**Ketentuan Tugas:**
Menurut teks tentang pembuktian dalam hukum acara perdata di bawah, dalam arti apa saja kata "membuktikan" dikenal? Sebutkan semuanya.

**Kutipan Sumber:**

HUKUM ACARA PERDATA

A. Arti Pembuktian
Pembuktian adalah penyajian alat-alat bukti yang sah menurut hukum kepada hakim yang memeriksa suatu perkara guna memberikan kepastian tentang kebenaran


peristiwa yang dikemukakan. (Riduan Syahrani, 1988:55)
Membuktikan adalah keyakinan hakim tentang kebenaran dalil atau dalil-dalil yang dikemukakan dalam suatu persengketaan. Dengan demikian tampaklah bahwa pembuktian itu hanyalah diperlukan dalam persengketaan atau perkara di muka hakim atau pengadilan. (R. Subekti, 1982:78)
Membuktikan mengandung beberapa pengertian, yaitu:
1. Kata membuktikan dikenal dalam arti logis
Membuktikan disini berarti memberi kepastian yang bersifat mutlak karena berlaku bagi setiap orang dan tidak memungkinkan adanya bukti lawan.
2. Kata membuktikan dikenal juga dalam arti konvensional
Di sini pun membuktikan berarti juga memberi kepastian, hanya saja bukan kepastian mutlak, melainkan kepastian yang nisbi atau relatif yang mempunyai tingkatan-tingkatan:
a. Kepastian yang didasarkan atas perasaan belaka. Kepastian ini bersifat intuitif dan disebut conviction intime
b. Kepasvtian yang didasarkan atas pertimbangan akal. Kepastian ini disebut conviction raisonance
3. Membuktikan dalam hukum acara mempunyai arti yuridis:
Membuktikan dalam arti yuridis ini tidak lain berarti memberi dasar-dasar yang cukup kepada hakim yang memeriksa perkara yang bersangkutan guna memberi kepastian tentang kebenaran peristiwa yang diajukan. Menurut Suyling maka membuktikan secara yuridis tidak hanya memberi kepastian kepada hakim, tetapi juga terjadinya. Suatu peristiwa yang tidak tergantung para tindakan para pihak, seperti pada persangkaan-persangkaan dan tidak tergantung pada keyakinan hakim seperti pada pengakuan dan sumpah. (Sudikno Mertokusumo, 1981:101-102)

Cuplikan data kotak pembatas

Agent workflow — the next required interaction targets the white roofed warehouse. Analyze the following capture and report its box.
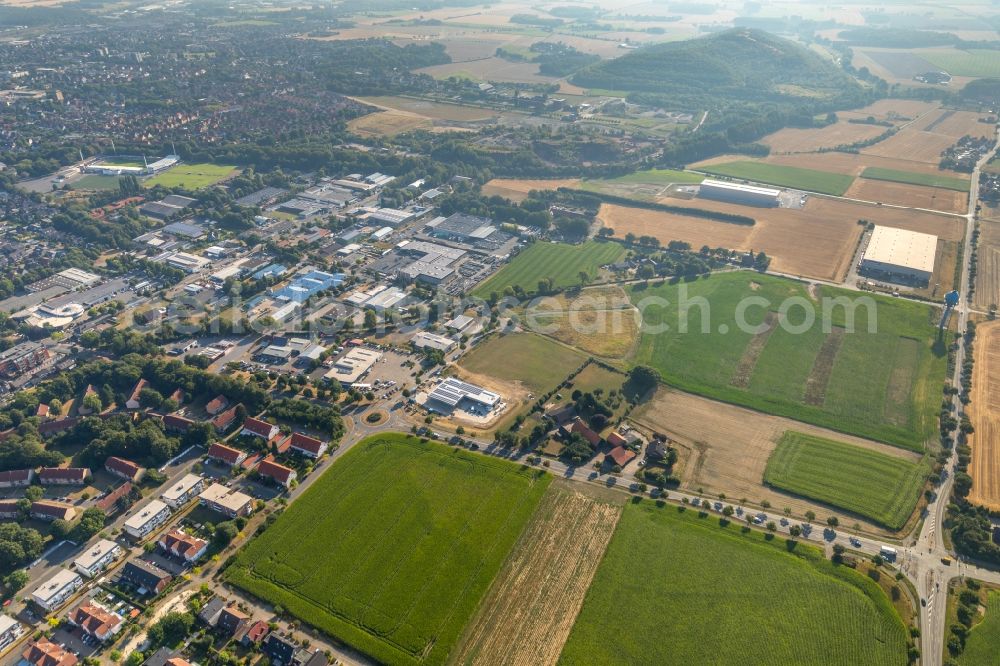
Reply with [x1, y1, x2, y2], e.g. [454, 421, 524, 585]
[861, 226, 937, 285]
[698, 178, 781, 208]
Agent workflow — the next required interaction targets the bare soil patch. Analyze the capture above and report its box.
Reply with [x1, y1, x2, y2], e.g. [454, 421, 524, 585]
[483, 178, 580, 203]
[805, 326, 844, 405]
[454, 482, 622, 666]
[731, 310, 778, 388]
[632, 388, 920, 533]
[969, 322, 1000, 511]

**Jawaban Tugas:**
1. Arti logis
2. Arti konvensional
3. Arti yuridis (dalam hukum acara)